Aim of the exercise
Word for word, repeat all the entries below, but without the pictures.

[Records — start]

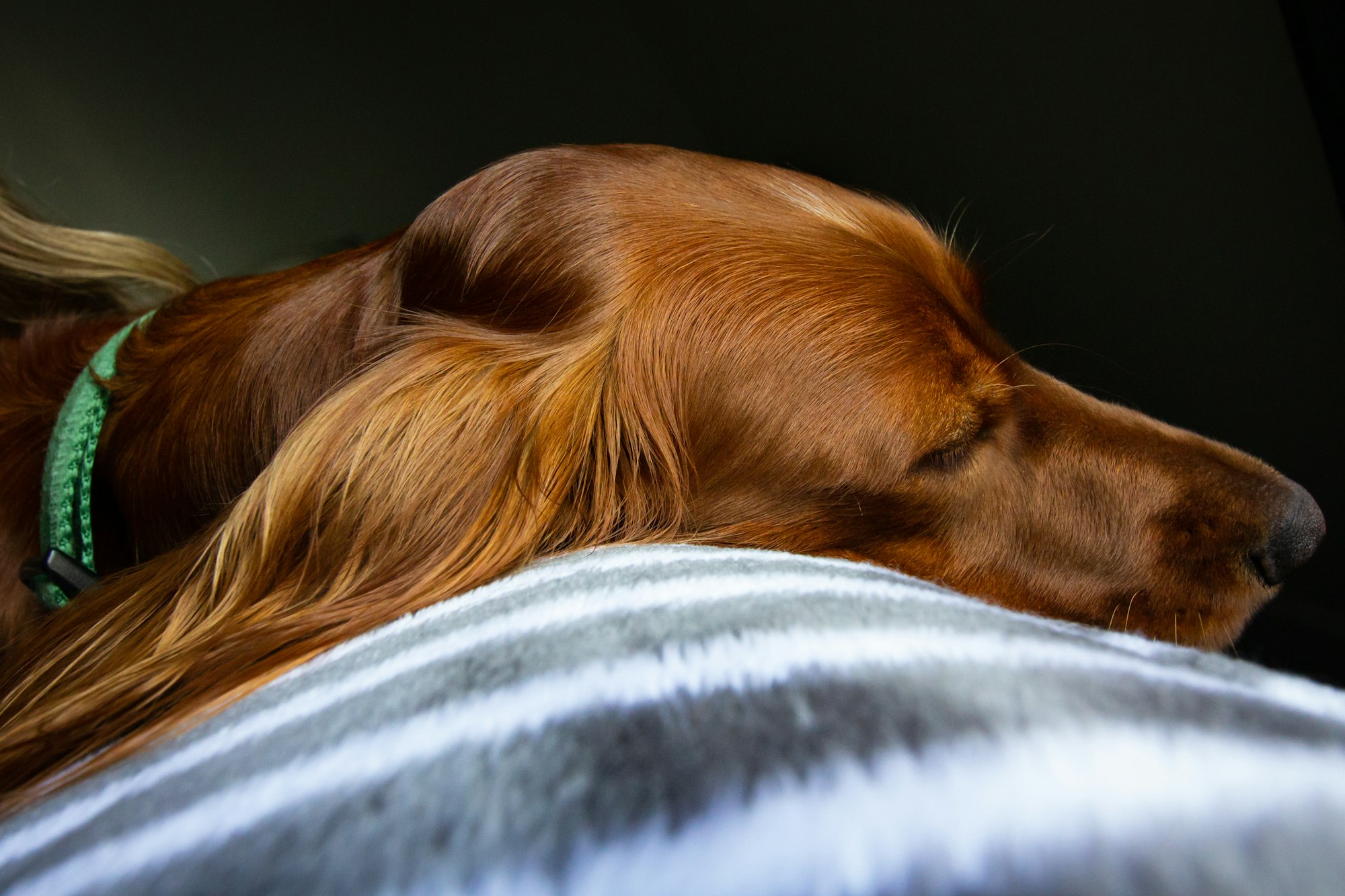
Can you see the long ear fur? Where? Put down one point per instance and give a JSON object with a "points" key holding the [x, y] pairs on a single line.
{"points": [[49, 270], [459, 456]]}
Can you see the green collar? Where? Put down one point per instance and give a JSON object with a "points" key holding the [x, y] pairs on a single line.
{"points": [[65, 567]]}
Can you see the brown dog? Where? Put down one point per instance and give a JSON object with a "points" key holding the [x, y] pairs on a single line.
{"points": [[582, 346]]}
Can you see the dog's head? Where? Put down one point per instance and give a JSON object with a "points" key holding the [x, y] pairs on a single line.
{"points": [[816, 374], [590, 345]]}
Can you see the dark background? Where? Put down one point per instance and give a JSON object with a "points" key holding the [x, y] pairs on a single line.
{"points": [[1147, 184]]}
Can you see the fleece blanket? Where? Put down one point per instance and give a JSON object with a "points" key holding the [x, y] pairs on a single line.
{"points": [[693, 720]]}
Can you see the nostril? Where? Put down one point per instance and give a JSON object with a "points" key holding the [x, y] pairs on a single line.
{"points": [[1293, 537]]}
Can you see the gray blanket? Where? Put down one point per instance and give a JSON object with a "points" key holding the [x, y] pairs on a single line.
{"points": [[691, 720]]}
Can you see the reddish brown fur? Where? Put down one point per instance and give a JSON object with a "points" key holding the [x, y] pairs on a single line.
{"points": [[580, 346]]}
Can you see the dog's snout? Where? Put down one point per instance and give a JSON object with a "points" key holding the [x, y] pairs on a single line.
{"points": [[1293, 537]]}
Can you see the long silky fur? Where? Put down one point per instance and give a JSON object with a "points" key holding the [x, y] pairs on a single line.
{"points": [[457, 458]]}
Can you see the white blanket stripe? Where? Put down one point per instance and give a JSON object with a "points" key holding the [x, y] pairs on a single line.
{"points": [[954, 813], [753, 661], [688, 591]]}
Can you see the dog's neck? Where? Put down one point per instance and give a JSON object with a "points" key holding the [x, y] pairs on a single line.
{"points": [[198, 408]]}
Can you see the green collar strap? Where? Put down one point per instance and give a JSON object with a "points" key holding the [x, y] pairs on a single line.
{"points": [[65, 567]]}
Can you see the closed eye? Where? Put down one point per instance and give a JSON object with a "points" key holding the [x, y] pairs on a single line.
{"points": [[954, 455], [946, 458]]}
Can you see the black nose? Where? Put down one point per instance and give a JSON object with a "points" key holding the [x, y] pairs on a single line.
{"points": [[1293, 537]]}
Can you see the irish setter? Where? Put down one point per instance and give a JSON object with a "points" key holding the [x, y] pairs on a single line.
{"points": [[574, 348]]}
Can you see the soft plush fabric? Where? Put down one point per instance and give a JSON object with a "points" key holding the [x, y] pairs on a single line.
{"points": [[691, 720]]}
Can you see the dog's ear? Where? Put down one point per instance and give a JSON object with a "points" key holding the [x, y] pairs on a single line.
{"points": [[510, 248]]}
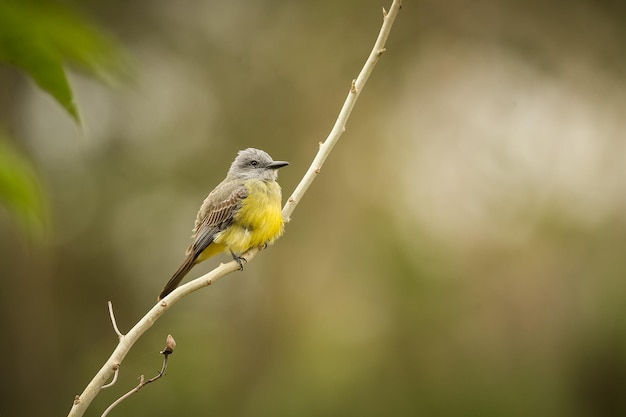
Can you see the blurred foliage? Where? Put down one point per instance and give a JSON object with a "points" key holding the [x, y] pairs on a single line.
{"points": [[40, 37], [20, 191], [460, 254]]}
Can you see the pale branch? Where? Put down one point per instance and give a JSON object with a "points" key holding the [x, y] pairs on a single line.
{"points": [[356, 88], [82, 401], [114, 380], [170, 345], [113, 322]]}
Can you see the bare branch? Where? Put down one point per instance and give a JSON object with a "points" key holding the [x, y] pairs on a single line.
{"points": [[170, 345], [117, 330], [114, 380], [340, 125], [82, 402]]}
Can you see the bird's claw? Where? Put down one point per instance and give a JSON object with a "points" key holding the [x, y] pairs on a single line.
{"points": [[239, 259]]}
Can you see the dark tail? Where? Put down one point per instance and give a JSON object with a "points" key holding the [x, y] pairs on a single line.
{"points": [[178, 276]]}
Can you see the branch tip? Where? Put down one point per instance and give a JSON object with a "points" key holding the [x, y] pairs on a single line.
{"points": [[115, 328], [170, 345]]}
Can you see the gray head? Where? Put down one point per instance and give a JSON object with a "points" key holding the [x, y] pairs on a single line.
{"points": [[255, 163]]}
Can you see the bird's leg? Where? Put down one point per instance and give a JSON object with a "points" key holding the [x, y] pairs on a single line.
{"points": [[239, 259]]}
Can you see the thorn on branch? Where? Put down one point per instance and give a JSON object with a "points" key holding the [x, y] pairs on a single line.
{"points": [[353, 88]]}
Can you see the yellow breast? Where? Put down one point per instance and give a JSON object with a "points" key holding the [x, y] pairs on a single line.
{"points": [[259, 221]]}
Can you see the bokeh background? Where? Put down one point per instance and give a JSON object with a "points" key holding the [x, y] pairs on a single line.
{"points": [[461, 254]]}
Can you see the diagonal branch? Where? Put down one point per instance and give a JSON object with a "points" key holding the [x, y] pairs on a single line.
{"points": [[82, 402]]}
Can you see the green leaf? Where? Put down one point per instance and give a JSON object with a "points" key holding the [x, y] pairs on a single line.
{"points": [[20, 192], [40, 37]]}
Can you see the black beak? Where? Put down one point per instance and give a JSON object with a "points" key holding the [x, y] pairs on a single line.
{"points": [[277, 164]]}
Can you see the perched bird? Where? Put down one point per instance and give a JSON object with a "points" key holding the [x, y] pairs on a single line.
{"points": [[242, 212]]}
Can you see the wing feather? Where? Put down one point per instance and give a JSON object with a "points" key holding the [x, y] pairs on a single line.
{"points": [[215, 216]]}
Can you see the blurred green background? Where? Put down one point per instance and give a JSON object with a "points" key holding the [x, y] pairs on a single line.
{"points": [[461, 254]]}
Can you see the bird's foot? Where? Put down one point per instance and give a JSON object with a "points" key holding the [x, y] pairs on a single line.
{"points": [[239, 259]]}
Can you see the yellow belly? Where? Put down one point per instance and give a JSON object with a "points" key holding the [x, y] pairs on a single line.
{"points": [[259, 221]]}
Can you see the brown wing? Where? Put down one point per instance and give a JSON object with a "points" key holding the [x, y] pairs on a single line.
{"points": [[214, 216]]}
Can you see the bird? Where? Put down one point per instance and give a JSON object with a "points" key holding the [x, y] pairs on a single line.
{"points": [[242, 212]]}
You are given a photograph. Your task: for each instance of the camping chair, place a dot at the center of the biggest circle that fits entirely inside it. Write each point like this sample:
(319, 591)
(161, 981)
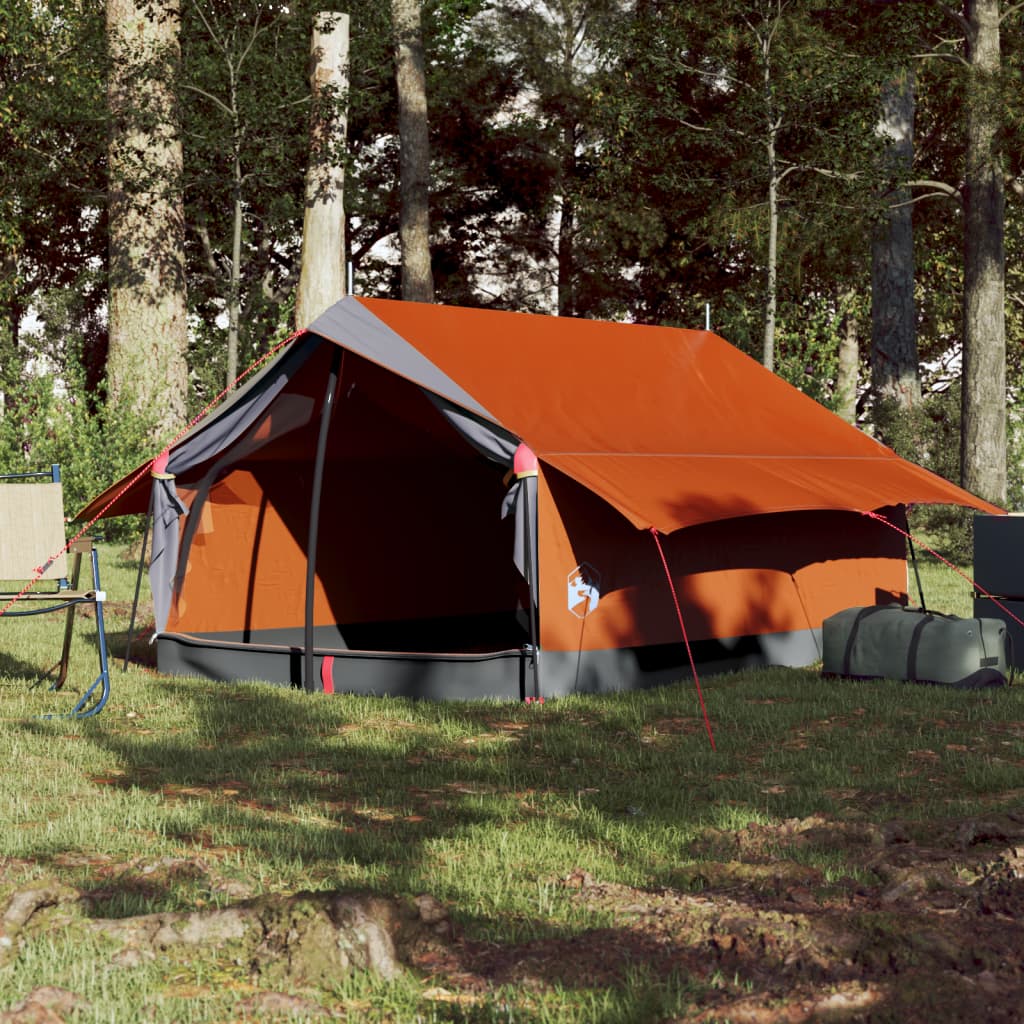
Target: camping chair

[Records — finish]

Task response
Can you see the long ear fur? Where? Put down one point per instance and give a JSON object with a "points" key holding the [x, y] pairs on a single line.
{"points": [[49, 270], [459, 456]]}
Can you see the green collar? Where? Put down one point per instance and give a JSON object with a "points" key holding the [x, y] pairs on a single line.
{"points": [[65, 567]]}
Can you see the brown dog? Where? Put down one point per instance and give a JSON object with a "points" key holding the [x, y] pairs on a single line.
{"points": [[582, 346]]}
Can you see the dog's head? Where? Put down one point per instance and give a JSON object with a "points" key holding the [x, y] pairs on a single line.
{"points": [[816, 374], [590, 345]]}
Can you see the dark background? Where? Put down one point per instance and give a JSON object with a "points" key holding the [x, y] pairs on a single line.
{"points": [[1147, 184]]}
Can you see the fleece blanket? Where? Put down one point per instance and give a JSON object with a "points" key holding the [x, y] pairs on a single line.
{"points": [[693, 720]]}
Can you see the nostril? Where? Put down one point per instance and give a JSON object with a "points" key holding the [x, y] pairs on a single line.
{"points": [[1293, 537]]}
Can you see the gray blanket? Where? Put down one point per instance and give a JSON object with a "points" key holding the [x, y] pairs on a single line.
{"points": [[691, 720]]}
Can you see the reddish brown fur? Where? Put down one point per instance and give a JSON object with a "points" key holding the [x, y] pairs on a single line.
{"points": [[580, 346]]}
Can you see the dog's snout? Where? Put down one point per instance and give a JSON object with a "points" key holding the [x, y] pairs on a single line.
{"points": [[1293, 537]]}
Can you see the long silky fur? Where? Put down one point per instance and give a JSON object with a "points" key holding the [x, y] pairs on a single line.
{"points": [[457, 458]]}
Can you see the white blanket stripe? Where? Put down one point per instance and give a JSON object with a "points" key holding the [x, y] pairs on a single line.
{"points": [[954, 813], [753, 661], [688, 591]]}
Can you see the dog's neck? Where? Put down one point per instance and give a JSON object with a "points" key holding the [x, y] pairs on a single line.
{"points": [[198, 408]]}
Can you see the green collar strap? Where? Put down one point per instance and give a JSON object with a "points" key holding the [x, y] pairs on a single line.
{"points": [[65, 567]]}
Can you see the closed eye? Where? Put down one point per instance and give a JSON object with a "points" key holding the [x, y] pairs on a single line.
{"points": [[954, 455], [946, 458]]}
Can you see the black nose? Where? Put down one point per instance and give a JSON object with a "points" key holding the [x, y] pairs on a single line.
{"points": [[1293, 537]]}
Can you see the irish setter? Where? Put down one point per instance and give a JSON object with a "points" key holding the [x, y] pairs on a single line.
{"points": [[574, 348]]}
Can you see the soft plush fabric? Where? Put down one point per instance and give a JSON object with a "points" key holding the [x, y] pairs on a single line.
{"points": [[691, 720]]}
Can you see the dog's ear? Where? Put down one point per instance and give a JSON object with a "points" key holding the [x, y] pairs on a single line.
{"points": [[510, 248]]}
Can you see the blurred foliage? Where? Put down one point per instance and give a JSON object with a "points" key holding the [x, y] pairs on a single line.
{"points": [[40, 37], [20, 191], [460, 254]]}
Can you see the pale branch? Where? Put down one point per instance and give a JSON object with a "points" key holding the [x, y] pairs on a single line.
{"points": [[356, 88], [82, 401], [114, 380], [170, 345], [113, 322]]}
Can you see the bare branch? Where? Put down one point per instance and give a JSON object with a "points" key holding the [x, y] pairs on a single line.
{"points": [[170, 345], [117, 330], [114, 380], [340, 125], [82, 402]]}
Can you see the bird's claw? Where? Put down one point per instance and give a JSON object with a "points" key holding the [x, y] pairs on a single line.
{"points": [[239, 259]]}
Can you see the dark tail? Where? Put down one point per instance and give a JSON object with a "points" key holding the [x, y] pairs on a single line.
{"points": [[178, 276]]}
Can you see the branch tip? Where? Put down one point per instance and give a JSON object with a "points" key holding the [x, y] pairs on a single line.
{"points": [[115, 328], [170, 345]]}
Can you see the gray head? Where? Put down one point per instance and give a JSON object with a "points" key holding the [x, y] pairs on a single line.
{"points": [[255, 163]]}
Can you see the bird's leg? Where? Put down one point per instance and give a JSON object with a "points" key holding the [x, y] pairs on a single line.
{"points": [[239, 259]]}
Can you see the thorn on branch? Where? Put down one point per instance and give a JSON object with a "points" key holding the [x, y] pairs on a single line.
{"points": [[353, 88]]}
Can you see the yellow breast? Where? Put down one point per instance and give a JSON object with a "points" key holding the [x, y] pairs on a single line.
{"points": [[259, 221]]}
Can you see the bokeh background? Where? Put down one point per instance and give a JSON object with a "points" key holding the [x, y] pairs on a single line.
{"points": [[461, 254]]}
Can you see the diagonal branch? Where? Put down one point per instance and give a JSON object with a "points" key holding the [x, y] pairs on a single line.
{"points": [[82, 402]]}
Can you see the green leaf? Where? Put down one point per instance and give a JSON object with a "points" key holding the [x, y] pairs on a single line.
{"points": [[20, 192], [40, 37]]}
Can you see the black beak? Where? Put down one point per instance and give a JSON object with a "points" key holding the [x, y] pairs on a single line.
{"points": [[277, 164]]}
Can you see the perched bird? Where? Put down one point per instance and give a JSON object with a "points" key holding the [x, y] pairs on a single line.
{"points": [[242, 212]]}
Can you see the wing feather? Where? Put down one point per instance and give a JSON object with a "points" key holding the [x, y] pairs on a single line.
{"points": [[215, 216]]}
Can you see the blurred green background? Where? Put down one point per instance and give a JSON object with a "points" key holding the [x, y] pairs on a single line.
{"points": [[461, 254]]}
Can you see the bird's foot? Where? Put down one point per instance and give a JSON object with a "points" key holding the [x, y] pairs on a single line.
{"points": [[239, 259]]}
Can you see the yellow belly? Where? Put down one point per instance and give a JSON object with a "points" key holding the [x, y] pairs on a single line.
{"points": [[259, 221]]}
Can you see the brown wing? Where? Put down one point per instance and give a JSON object with a "points" key holding the [x, y] pairs on a single line.
{"points": [[214, 216]]}
Can you see the bird? Where? Put down one point per instance and give a JSON object with a "points" key holding the [x, y] pairs on a single line.
{"points": [[242, 212]]}
You are given a photograph. Your task: for each instance of the camping chair, place a dot at the center of the biggest circle that fits entirely inside it. Write each point like this sample:
(319, 591)
(161, 981)
Target: camping chair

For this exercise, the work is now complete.